## [Short task]
Retype every record below word for word, including each line of text and each point, but leave the pictures out.

## [Given entries]

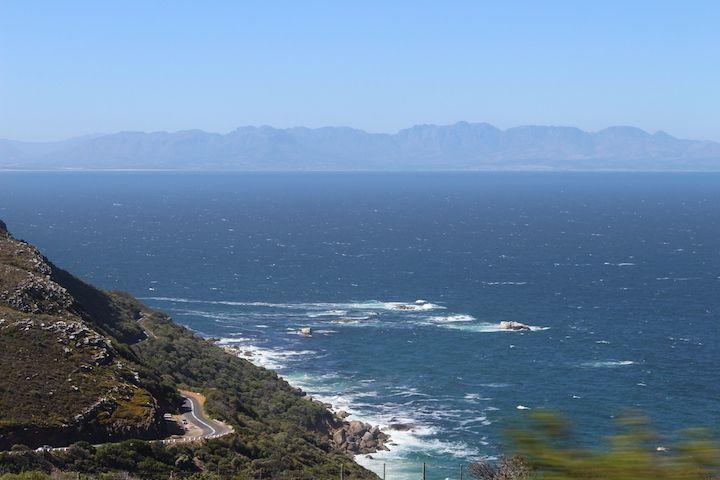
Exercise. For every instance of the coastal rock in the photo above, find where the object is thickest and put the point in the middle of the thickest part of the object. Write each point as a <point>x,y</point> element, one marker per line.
<point>513,326</point>
<point>402,427</point>
<point>357,437</point>
<point>356,427</point>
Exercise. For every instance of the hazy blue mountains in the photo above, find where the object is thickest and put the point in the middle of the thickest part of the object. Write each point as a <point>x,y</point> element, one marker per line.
<point>462,146</point>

## [Problem solution]
Exercise. For every instance of the coastal rock in the photo above, find where the object is thickest and put the point in the middle of the thickest part of the object. Write each point as a <point>x,y</point> element, one marker per line.
<point>513,326</point>
<point>402,427</point>
<point>357,437</point>
<point>356,427</point>
Exercise. For every instance of the hazy blue mountains in the photo above, find where the object is thickest and put the point in the middle of the thickest part of the object. Write each point as a <point>x,y</point> element, one marker per line.
<point>462,146</point>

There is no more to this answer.